[YOUR GOAL] How old was George Floyd, according to the account of workplace bullying?

[DOCUMENT EXTRACT]
Nobody stepped in or intervened when bullying and inappropriate behavior continued. I was even taunted by a White senior manager who thought it was entertaining that I pointed out how mean my manager was. I will always be disturbed by her whispering, “How do you feel that X will never acknowledge how hard you work?” in my ears. It was the snarky grin on her face that I will never forget.
Another experience took place after the horrific murder of 46-year-old African American man, George Floyd, in May 2020. As a result, a lot of organizations have since started to ramble on about their commitment to diversity and inclusion despite how hard it is for Black people to thrive in them. Lip service is not an example of concrete change; my next story will explain why.

[Data entries]

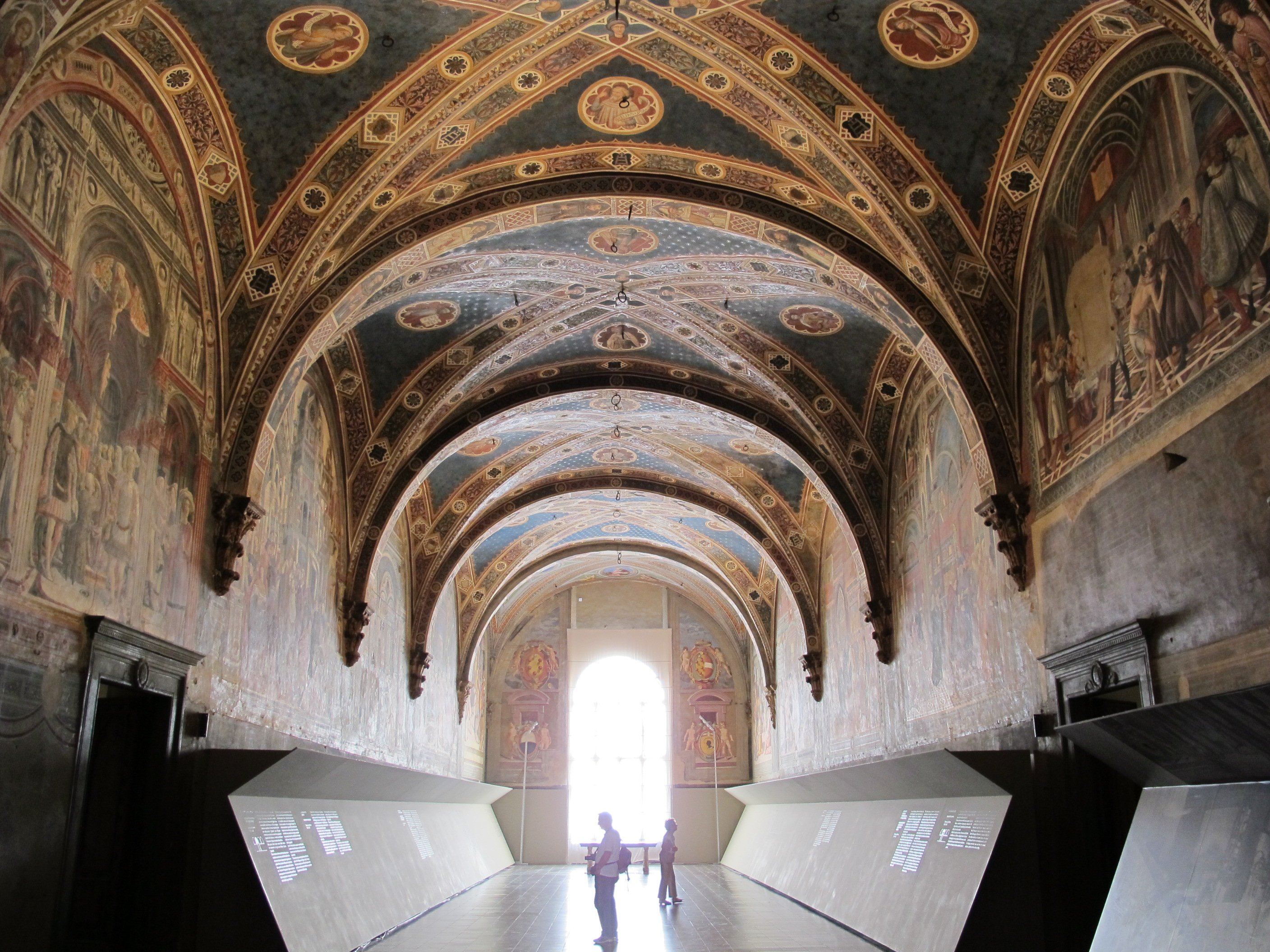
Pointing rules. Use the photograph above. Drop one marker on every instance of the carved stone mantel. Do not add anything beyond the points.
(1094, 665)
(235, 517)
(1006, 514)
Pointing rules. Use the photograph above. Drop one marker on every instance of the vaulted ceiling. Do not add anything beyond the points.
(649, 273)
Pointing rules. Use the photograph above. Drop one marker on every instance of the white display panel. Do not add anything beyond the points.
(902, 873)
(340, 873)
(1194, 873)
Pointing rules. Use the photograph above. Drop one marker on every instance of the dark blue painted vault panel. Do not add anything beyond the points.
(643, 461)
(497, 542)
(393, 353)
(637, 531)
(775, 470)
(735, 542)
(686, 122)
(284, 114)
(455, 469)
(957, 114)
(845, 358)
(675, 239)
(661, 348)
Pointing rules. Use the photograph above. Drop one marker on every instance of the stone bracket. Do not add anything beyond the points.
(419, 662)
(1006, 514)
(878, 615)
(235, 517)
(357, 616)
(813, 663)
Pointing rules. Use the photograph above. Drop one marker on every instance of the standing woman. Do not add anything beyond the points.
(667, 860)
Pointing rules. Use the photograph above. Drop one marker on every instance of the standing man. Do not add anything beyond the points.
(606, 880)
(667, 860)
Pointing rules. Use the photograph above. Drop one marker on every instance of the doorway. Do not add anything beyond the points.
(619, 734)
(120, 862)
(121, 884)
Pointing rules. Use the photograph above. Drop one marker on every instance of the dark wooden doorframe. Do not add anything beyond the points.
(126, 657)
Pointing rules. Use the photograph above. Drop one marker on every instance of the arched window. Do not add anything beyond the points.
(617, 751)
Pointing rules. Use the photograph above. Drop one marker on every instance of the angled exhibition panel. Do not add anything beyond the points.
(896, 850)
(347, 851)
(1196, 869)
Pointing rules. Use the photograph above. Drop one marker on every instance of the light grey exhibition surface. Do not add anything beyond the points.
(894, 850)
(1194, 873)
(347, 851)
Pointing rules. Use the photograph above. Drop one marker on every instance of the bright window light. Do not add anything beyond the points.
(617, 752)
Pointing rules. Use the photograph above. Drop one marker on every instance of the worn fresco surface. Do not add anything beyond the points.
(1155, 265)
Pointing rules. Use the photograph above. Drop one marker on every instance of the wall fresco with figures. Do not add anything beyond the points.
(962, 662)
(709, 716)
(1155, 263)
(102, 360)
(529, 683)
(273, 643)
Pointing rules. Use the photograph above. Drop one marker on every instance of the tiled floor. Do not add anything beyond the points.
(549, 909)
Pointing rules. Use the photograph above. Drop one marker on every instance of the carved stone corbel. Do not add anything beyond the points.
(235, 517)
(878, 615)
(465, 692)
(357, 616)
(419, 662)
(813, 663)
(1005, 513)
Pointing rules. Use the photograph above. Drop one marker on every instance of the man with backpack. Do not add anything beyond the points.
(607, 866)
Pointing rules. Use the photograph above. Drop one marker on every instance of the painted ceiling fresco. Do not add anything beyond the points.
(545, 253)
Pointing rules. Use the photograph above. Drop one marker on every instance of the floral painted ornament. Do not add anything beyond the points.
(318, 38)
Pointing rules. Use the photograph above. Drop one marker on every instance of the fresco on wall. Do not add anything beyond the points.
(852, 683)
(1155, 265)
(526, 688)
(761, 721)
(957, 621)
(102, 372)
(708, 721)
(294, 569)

[RESPONSE] 46